Region pointing data:
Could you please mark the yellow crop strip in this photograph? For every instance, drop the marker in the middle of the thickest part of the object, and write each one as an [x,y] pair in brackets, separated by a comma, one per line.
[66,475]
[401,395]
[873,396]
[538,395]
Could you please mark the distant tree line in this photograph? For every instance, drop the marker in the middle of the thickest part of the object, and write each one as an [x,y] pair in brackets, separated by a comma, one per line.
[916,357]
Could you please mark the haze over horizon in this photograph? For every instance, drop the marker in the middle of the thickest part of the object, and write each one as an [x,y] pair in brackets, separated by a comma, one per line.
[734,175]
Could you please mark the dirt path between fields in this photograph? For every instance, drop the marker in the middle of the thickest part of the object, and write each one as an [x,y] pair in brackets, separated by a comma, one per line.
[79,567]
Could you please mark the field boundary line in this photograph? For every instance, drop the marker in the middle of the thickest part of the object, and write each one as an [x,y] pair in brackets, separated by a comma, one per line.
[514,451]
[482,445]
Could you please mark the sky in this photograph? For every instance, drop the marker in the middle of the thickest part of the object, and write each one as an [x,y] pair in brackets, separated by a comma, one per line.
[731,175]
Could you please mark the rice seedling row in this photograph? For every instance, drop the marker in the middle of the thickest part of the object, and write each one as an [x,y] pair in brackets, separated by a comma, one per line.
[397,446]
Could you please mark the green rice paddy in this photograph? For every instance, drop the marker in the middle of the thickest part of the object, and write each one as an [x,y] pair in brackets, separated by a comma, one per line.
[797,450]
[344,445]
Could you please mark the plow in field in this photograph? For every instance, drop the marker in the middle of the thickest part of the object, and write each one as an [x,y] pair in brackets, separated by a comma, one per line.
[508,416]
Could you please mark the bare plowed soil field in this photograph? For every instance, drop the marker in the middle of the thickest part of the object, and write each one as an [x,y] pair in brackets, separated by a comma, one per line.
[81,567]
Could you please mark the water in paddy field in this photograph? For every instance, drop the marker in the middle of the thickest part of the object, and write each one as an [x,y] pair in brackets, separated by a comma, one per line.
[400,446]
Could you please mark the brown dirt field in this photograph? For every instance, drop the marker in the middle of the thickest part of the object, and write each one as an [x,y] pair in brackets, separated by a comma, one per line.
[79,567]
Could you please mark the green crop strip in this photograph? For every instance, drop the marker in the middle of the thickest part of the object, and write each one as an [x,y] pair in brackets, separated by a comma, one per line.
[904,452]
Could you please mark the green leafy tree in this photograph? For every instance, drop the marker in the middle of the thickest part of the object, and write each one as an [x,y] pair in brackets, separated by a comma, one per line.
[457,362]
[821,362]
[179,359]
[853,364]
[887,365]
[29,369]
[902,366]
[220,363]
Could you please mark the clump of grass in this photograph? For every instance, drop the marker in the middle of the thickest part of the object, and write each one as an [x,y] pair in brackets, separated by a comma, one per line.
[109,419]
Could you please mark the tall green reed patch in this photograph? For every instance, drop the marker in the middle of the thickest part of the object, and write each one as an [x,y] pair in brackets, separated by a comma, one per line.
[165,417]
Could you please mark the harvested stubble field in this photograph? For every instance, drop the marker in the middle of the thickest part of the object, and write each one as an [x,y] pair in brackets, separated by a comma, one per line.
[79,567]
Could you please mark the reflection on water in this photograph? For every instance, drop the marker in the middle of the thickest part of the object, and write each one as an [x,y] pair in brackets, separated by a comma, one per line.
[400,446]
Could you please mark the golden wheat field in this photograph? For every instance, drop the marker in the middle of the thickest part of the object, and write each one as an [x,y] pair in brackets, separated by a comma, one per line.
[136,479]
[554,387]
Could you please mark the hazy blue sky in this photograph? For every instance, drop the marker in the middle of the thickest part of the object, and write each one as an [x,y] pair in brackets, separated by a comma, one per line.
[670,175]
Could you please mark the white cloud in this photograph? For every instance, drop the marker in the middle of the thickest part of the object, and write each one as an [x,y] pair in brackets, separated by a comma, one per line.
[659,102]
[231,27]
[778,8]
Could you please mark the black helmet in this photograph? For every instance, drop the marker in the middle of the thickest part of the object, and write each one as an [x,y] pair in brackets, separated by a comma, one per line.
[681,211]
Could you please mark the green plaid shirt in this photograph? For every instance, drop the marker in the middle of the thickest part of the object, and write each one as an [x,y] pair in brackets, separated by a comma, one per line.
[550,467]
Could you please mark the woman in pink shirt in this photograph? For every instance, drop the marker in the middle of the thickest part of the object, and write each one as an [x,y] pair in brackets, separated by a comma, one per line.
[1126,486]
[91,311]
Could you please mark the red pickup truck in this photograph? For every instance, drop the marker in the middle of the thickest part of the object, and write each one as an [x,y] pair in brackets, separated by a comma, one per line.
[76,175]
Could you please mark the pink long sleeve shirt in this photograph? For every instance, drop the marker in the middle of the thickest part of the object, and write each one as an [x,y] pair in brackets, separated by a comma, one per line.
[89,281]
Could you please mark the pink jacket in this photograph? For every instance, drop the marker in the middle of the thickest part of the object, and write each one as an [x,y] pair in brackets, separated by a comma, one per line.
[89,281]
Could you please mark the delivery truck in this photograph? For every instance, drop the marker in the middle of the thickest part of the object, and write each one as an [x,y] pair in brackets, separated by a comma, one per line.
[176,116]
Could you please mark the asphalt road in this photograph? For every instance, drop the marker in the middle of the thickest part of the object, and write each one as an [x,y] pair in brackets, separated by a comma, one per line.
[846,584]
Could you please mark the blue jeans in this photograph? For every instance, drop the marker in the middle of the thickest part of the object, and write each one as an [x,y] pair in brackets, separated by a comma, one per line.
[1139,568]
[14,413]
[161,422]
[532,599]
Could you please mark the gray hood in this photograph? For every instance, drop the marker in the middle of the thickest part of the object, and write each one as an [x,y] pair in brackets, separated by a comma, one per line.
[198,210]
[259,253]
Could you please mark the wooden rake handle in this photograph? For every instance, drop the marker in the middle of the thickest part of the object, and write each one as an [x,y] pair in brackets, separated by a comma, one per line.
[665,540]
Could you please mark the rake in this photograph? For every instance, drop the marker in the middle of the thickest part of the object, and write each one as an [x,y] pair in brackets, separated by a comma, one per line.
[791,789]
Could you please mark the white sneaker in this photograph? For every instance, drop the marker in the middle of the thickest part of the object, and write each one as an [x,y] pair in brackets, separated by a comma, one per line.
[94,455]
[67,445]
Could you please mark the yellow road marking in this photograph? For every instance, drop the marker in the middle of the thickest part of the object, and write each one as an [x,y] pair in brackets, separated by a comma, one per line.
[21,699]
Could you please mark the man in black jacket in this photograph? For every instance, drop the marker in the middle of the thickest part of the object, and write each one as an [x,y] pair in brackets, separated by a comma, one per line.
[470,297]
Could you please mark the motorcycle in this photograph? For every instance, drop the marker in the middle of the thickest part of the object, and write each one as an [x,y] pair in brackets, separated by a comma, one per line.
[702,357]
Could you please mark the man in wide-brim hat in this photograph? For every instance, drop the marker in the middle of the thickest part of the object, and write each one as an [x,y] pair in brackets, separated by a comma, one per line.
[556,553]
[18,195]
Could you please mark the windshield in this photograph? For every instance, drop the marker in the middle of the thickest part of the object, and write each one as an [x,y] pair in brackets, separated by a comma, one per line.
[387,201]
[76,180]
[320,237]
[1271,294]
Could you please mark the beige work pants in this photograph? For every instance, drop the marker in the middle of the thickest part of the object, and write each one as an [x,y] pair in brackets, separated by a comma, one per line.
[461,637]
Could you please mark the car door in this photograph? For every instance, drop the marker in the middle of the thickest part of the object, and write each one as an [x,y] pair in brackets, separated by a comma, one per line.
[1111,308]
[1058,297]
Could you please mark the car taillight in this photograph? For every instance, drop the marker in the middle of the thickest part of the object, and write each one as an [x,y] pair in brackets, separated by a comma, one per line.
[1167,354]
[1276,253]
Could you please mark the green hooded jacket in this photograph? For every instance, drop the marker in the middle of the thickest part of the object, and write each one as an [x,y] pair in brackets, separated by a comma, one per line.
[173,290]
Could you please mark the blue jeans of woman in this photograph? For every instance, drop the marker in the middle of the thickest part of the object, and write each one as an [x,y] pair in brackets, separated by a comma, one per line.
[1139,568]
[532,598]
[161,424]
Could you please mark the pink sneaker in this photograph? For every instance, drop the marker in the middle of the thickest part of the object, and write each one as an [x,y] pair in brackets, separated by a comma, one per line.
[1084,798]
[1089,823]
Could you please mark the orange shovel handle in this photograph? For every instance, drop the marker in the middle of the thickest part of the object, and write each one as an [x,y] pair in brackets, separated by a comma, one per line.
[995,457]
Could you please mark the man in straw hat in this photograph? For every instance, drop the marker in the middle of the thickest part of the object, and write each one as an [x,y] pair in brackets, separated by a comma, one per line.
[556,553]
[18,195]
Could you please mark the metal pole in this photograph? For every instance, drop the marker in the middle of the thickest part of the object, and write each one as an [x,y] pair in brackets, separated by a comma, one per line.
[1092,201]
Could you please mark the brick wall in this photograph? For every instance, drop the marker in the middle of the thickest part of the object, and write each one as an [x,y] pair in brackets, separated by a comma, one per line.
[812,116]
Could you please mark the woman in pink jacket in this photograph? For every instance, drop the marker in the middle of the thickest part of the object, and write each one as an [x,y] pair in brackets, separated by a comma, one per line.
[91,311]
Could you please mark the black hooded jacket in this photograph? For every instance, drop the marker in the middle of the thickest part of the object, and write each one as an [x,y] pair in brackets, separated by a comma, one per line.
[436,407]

** Description of the task **
The span to give again runs from the line with "Could you please mark the green hooded" through the last line of the records above; reproduce it exactly and nothing more.

** Expected answer **
Could you please mark the green hooded jacket in this photograph? For every instance, drop the marker in the middle of the thickest part of the object, and write each one as an [x,y] pair in brackets, separated by a comma, one per line.
[173,290]
Could you please mark the blue jeans of woman in this photograph? For every instance, drop the marker in the middle of the thickest part of the object, and write each one as an [x,y] pair in brackets, separated by a comma, one per line.
[1139,568]
[532,598]
[161,424]
Could you please mark the pink sneaker in this photograph? For every instance, drop the marker in the middle of the thickest part of the object, and write each one as an [x,y] pair in brackets, separated by a comma, one per line.
[1084,798]
[1089,823]
Could you please mark the orange shovel handle in this photograph? For every instance, drop the marker in the middle of the thickest part of the object, and write each one as an [x,y] pair in brackets, separated by a comma, one per line.
[995,457]
Could you please mark the man in straw hat in this photograph? For every instance, drop the marker in the middle of the thickest part of the object, and write each one as an [x,y] pair in brackets, separated by a comma, one per line.
[556,553]
[18,195]
Could you please mark the metal pole in this photograph? For every instance, drop the marker in the middle of the thickest part of the object, and write each one as an [x,y] pair in brackets, separated by a comma, one per line.
[1092,201]
Could you please mark the brick wall in this photograph? For every instance, drop the marker in the middle of the thickest part of the object, and write each one as an [x,y] pair in brackets, separated by a comma, one per line.
[812,116]
Could you please mark the woman in pink jacket in this photograph? For every instance, drop the marker in the middle of the thickest part of the object, and write each one as an [x,y] pair in brackets, separated by a comma, one per line.
[91,311]
Could you please mark the black hooded jacket in this photograph? For every instance, drop the marker in the middle of the thickest part of the object, and write each one as an [x,y] pair in brackets, separated by a comma, one per line.
[436,407]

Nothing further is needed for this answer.